→ **GELESENES ANWENDEN**:
[1] Beantworten Sie zum Textausschnitt über den Vorfall im Markt die folgenden Fragen:
(a) Wie alt wird der Jugendliche am Getränkeregal geschätzt?
(b) Wo befindet sich das Büro des Chefs?
(c) Wie lange liegt es zurück, dass der Mitarbeiter Helena des Ladens verwiesen hat?
[2] Führen Sie die Erzählung über den Vorfall im Markt im Anschluss an ihren letzten Satz fort.

Marie war arbeiten. Ich hätte sie gerne als moralische Unterstützung dabei gehabt. Wenn das jetzt der Schicht- oder gar Marktleiter war … aber das konnte ich mir nicht vorstellen. Helena und ich kamen in den Markt und steuerten direkt auf eine Situation zu, die dem ganzen Vorfall noch eine Krone aufsetzte. Offensichtlich derjenige, der sich eben schon so unmöglich benommen hatte, ein Jugendlicher, geschätzt 16 Jahre alt, stand mit zwei gleichalten Jungs an einem Getränkeregal und spielte offenbar die Szene mit Helena nach. Die Füße und Knie nach innen gedreht und die Arme wie zur Balance auf einem Drahtseil ausgebreitet, stolperte er durch den Gang und sagte mit verstellter Stimme: „Kannst du mir mal einen runterholen? Warte, ich machs mir selbst.“ Und dann nahm er drei Dosen und begann damit zu jonglieren. Helena guckte ihn mit großen Augen an, er hatte uns noch nicht bemerkt. Ich hatte genug gesehen, fuhr so dicht an ihn heran, dass er bei nächster Bewegung gegen meinen Rollstuhl stoßen würde. Er fing die Dosen auf und ich sagte: „Ich hoffe, du findest neben deinen Privatvorstellungen noch Zeit, mir zu sagen, wo dein Chef sich gerade aufhält.“

Er sah mich, sah Helena, und konnte sich wohl den Rest zusammenreimen. „Dahinten irgendwo“, sagte er kleinlaut. Ich setzte meine ernsteste Miene auf und sagte: „Hättest du dann vielleicht die Güte, mich zu ihm zu bringen?“ – Er trottete vorweg. Der Chef saß in seinem Büro, das sich hinter einer Schiebetür mit ein paar sich anschließenden Stufen befand. Womit er beschäftigt war, konnte ich nicht sehen, aber er kam gleich hinaus. Der merkwürdige Mitarbeiter ging in die Richtung seiner Getränke zurück. „Wie kann ich helfen?“, fragte er mich. Ich antwortete: „Ich bin mit Helena zurückgekommen, um den Schaden von vorhin zu regulieren. Da sind wohl ein paar Marmeladengläser zu Bruch gegangen.“ – „Achso. Das ist sehr freundlich von Ihnen, aber das wäre nicht nötig gewesen. Das macht ja niemand mit Absicht.“ – „Achso. Also hat sich die Lage wieder beruhigt?“ – „Ich habe das gar nicht mitbekommen, aber hier fällt so viel runter am Tag, das sammeln wir gleich wieder auf und dann ist gut.“ – „Also kein Hausverbot?“ – „Nein, um Himmels Willen. Dann hätten wir ja bald keine Kunden mehr.“

„Ihr Mitarbeiter hat Helena des Ladens verwiesen.“ – „Wann? Heute?“ – „Ja, vor einer Stunde etwa. Der Kollege, der uns gerade zu Ihnen geführt hat. Er meinte, Helenas Anwesenheit sei eine Zumutung für dieses Geschäft.“ – „Nein. Das hat er gesagt?“ – Helena antwortete: „Ja. Und er hat sich über mich lustig gemacht. Weil ich nicht an die Gläser rangekommen bin und mir das alles auf den Kopf gefallen ist.“ – „Haben Sie sich verletzt?“ – „Nein.“ – „Wenn das für Sie zu hoch ist, können Sie auch immer jemanden fragen. Wir helfen Ihnen gerne.“ – Das war die nächste Steilvorlage: „Ihr Kollege soll das abgelehnt und Helena auf ein anderes Produkt unten im Regal verwiesen haben.“ – „Ich werde wahnsinnig“, seufzte der Marktleiter und ging in sein Büro. Der Mitarbeiter wurde ausgerufen und kam kurz danach angetrottet. Inzwischen mit hochroten Ohren.

→ **ENTNOMMENES MATERIAL**:

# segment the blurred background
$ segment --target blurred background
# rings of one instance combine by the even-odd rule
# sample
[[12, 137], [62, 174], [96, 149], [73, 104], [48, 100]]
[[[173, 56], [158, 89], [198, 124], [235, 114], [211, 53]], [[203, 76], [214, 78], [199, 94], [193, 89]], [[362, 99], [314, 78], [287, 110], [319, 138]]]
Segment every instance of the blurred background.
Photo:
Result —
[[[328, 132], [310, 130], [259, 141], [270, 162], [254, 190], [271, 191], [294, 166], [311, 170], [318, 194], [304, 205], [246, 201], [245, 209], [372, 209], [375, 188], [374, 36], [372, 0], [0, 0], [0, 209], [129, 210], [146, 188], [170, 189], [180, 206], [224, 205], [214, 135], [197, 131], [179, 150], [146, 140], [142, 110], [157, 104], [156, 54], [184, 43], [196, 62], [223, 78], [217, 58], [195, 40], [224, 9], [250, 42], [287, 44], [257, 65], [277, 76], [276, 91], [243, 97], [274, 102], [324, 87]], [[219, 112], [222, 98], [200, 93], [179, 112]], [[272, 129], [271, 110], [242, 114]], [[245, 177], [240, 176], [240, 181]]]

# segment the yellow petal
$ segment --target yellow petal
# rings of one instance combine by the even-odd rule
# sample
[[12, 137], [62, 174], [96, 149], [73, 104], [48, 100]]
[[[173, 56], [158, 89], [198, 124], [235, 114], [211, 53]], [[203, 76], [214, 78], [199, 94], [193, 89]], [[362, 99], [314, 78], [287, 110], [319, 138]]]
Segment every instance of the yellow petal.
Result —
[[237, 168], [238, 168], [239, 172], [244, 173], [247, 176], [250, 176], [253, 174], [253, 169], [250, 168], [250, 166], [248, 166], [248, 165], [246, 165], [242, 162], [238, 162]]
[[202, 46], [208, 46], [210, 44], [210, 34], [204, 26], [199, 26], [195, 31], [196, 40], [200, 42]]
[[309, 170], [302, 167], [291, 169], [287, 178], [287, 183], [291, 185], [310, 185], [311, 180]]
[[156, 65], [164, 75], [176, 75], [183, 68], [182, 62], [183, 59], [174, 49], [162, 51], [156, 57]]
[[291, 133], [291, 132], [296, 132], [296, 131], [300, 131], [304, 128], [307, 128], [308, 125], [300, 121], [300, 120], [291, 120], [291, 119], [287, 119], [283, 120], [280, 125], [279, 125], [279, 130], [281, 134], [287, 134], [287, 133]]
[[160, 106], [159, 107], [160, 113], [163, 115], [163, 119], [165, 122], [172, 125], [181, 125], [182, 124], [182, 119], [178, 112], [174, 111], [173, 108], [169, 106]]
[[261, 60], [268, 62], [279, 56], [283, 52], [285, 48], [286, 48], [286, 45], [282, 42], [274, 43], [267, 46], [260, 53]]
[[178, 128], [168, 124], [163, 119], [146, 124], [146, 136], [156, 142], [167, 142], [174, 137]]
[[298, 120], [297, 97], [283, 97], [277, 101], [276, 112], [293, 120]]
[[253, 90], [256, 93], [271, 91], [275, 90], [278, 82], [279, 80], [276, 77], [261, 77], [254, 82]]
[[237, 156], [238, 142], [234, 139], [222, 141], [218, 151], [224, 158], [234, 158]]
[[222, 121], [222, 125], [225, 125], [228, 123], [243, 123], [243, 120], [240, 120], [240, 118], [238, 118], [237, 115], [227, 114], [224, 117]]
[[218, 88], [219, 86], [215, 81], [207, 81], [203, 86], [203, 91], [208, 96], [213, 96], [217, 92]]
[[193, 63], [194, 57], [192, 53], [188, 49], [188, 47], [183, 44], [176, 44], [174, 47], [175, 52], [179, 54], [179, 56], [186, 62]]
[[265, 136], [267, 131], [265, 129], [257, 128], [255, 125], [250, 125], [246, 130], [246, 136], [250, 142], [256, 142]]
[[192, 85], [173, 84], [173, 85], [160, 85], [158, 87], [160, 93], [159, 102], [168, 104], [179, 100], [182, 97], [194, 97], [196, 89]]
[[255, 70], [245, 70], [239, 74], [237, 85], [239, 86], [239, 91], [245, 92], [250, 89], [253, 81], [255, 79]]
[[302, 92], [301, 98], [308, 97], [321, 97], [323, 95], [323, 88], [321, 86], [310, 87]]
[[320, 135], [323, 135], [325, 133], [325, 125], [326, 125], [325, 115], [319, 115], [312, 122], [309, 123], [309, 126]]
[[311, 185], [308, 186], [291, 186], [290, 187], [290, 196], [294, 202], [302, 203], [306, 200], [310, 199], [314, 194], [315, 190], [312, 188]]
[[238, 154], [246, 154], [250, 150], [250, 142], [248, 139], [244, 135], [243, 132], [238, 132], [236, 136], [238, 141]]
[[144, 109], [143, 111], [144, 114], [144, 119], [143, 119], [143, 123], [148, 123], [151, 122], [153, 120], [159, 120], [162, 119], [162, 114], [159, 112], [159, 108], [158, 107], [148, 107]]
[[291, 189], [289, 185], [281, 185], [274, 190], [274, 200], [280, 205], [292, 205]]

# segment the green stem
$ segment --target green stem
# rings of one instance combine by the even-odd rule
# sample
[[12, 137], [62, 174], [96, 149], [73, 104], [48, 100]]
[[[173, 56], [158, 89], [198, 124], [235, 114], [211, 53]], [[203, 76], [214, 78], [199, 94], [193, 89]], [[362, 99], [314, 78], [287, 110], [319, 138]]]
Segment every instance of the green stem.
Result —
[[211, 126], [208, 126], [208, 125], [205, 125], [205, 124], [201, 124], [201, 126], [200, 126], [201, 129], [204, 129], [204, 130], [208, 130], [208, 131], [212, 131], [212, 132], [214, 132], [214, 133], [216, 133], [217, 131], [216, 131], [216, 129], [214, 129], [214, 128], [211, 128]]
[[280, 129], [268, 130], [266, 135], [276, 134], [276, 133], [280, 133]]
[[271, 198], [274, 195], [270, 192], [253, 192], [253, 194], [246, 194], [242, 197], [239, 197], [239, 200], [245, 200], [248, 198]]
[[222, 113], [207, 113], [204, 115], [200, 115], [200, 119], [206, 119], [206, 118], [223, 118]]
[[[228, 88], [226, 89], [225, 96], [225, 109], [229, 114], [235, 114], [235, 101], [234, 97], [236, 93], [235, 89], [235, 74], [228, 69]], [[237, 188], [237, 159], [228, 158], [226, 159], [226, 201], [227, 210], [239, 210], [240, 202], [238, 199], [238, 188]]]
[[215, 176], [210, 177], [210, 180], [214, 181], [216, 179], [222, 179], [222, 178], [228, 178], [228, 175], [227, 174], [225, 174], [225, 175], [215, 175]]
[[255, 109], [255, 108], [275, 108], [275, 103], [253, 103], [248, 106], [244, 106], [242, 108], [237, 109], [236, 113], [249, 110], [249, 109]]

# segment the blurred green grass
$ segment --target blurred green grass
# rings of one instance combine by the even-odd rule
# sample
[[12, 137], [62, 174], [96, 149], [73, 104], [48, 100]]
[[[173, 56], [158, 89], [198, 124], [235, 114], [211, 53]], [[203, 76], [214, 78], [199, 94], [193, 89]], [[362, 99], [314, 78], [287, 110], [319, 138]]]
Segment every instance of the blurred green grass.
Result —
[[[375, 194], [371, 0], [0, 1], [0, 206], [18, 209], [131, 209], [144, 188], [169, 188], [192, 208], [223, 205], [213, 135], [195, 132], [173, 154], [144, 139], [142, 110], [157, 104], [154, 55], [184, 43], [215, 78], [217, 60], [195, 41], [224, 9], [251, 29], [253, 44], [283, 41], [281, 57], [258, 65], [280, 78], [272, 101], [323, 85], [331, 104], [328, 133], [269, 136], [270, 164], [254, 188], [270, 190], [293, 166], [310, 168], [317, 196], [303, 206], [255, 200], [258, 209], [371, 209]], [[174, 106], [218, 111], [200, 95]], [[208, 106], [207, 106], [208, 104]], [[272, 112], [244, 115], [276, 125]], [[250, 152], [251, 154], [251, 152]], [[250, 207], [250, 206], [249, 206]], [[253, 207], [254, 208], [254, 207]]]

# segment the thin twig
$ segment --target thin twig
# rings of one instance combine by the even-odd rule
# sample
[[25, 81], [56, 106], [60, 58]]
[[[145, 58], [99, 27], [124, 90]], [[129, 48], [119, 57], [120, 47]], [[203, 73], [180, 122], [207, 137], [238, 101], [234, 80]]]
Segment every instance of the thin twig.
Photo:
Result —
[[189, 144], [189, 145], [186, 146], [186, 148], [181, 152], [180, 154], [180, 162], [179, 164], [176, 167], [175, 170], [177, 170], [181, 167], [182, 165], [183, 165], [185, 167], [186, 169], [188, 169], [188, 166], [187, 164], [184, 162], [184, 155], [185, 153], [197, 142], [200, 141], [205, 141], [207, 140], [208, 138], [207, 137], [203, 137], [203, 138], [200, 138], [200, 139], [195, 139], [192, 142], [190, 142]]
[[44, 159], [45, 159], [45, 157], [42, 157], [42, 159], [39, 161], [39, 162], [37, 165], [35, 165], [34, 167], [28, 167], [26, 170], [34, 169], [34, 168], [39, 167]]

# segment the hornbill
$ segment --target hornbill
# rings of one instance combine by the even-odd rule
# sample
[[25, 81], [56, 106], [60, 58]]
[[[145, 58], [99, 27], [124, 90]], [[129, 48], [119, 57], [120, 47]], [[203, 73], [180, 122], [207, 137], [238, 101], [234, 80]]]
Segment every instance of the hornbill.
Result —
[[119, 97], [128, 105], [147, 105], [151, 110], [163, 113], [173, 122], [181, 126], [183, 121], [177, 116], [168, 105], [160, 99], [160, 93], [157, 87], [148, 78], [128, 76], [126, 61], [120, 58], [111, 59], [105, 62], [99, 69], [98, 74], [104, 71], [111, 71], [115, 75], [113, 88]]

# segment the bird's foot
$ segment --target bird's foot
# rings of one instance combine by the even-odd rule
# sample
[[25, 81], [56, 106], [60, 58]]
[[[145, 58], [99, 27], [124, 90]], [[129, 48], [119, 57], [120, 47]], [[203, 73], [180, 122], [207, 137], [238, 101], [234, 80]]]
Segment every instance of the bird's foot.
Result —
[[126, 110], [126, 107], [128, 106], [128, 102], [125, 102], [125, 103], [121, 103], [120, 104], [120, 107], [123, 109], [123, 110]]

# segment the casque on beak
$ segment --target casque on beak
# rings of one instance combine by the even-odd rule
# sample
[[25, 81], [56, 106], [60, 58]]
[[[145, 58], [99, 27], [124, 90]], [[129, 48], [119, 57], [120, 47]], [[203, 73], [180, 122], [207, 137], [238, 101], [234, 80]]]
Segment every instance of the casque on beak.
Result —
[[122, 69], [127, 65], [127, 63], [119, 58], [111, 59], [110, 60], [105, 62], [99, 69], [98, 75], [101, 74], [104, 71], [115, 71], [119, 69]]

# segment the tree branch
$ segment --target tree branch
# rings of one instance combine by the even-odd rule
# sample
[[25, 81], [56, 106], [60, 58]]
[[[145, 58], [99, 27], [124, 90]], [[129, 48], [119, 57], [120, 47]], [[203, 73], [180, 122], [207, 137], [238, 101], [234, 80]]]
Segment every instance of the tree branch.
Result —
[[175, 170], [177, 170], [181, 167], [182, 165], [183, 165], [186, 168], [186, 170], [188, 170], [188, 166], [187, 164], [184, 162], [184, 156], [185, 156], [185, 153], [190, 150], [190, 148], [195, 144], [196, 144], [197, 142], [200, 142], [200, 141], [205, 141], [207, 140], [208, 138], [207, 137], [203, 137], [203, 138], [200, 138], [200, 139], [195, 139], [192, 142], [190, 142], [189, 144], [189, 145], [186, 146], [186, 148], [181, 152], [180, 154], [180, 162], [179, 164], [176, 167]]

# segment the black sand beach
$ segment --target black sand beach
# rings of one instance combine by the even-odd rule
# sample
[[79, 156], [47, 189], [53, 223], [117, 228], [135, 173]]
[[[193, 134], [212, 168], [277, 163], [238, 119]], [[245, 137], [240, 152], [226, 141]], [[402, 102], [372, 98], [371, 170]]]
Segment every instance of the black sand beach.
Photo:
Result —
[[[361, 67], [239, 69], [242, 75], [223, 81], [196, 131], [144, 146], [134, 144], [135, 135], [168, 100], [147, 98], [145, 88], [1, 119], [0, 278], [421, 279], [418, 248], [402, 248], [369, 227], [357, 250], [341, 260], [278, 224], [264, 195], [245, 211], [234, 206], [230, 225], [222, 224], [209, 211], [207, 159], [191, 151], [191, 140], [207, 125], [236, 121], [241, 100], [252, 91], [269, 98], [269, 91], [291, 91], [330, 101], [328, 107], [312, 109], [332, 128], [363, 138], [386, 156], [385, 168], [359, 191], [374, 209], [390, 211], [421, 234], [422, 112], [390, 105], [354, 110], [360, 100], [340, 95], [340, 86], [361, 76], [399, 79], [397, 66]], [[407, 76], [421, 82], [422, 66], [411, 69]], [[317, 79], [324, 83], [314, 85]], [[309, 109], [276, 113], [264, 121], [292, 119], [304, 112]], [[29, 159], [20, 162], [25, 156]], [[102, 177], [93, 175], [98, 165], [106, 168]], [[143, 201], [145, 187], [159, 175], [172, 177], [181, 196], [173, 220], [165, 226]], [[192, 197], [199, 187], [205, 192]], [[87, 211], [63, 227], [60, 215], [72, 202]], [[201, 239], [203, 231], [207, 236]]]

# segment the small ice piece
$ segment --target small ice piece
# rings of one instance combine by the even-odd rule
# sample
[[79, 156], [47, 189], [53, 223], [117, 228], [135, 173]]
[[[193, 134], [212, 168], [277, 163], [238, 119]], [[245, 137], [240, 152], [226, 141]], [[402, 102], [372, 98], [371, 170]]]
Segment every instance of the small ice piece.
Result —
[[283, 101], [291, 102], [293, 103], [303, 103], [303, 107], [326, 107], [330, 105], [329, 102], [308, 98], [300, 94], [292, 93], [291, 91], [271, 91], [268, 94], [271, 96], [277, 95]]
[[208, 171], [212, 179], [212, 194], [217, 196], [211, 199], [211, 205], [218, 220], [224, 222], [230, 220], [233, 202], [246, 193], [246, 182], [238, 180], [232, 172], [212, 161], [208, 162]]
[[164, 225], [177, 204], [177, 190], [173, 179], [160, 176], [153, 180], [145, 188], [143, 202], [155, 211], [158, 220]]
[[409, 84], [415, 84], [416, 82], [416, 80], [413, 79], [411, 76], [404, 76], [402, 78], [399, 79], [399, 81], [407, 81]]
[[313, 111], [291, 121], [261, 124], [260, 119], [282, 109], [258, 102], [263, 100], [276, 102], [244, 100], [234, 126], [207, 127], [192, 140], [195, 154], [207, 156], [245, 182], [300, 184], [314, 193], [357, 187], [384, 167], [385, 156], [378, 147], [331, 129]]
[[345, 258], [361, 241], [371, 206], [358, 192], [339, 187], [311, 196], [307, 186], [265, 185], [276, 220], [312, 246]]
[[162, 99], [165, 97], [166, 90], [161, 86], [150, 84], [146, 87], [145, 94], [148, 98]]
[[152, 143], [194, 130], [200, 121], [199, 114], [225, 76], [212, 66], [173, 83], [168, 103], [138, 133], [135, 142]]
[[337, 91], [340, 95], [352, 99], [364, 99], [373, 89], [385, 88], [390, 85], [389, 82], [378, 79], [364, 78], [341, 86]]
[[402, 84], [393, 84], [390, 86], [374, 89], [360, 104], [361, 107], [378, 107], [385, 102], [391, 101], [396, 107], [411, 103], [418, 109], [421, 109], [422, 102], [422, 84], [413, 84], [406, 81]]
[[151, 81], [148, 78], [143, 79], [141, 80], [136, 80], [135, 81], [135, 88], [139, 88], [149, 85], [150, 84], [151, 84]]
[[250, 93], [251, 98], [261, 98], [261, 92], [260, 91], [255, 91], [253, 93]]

→ **LÖSUNGEN DER ÜBUNGEN**:
[1]
(a) Er wird auf 16 Jahre geschätzt.
(b) Es befindet sich hinter einer Schiebetür mit ein paar sich anschließenden Stufen.
(c) Es liegt etwa eine Stunde zurück.

[2]
Eins rechne ich ihm jedoch an. Er sagte: „Chef, kann ich Sie mal kurz unter vier Augen sprechen? Ich habe Mist gebaut.“ – Der Chef sagte: „Ich bin gleich wieder da“, und verschwand mit ihm im Büro. Nach fünf Minuten ging die Schiebetür auf. Der junge Mann kam tränenüberströmt raus, ging auf Helena zu und streckte ihr die Hand hin. „Ich möchte mich entschuldigen“, sagte er. Helena drehte sich weg und sagte: „Nee. Das können Sie sich abschminken. Sie beleidigen mich bis auf die Knochen und jetzt haben Sie Angst um den Job? Vergessen Sie es.“ – „Dann eben nicht“, sagte er und verschwand. Ich musste mich zusammenreißen, nicht mit dem Kopf zu schütteln: Dann eben nicht – genau.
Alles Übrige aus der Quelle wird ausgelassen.